WHAT YOU WILL DO: Without changing a single word, write out every entry.

****************

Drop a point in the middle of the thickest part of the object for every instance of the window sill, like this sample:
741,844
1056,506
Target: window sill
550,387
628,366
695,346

****************

SOLUTION TO THIS PROBLEM:
Drop a point in the middle of the thickest part of the object for every instance of the window sill, like this sample:
741,844
1056,506
Target: window sill
550,387
628,366
695,346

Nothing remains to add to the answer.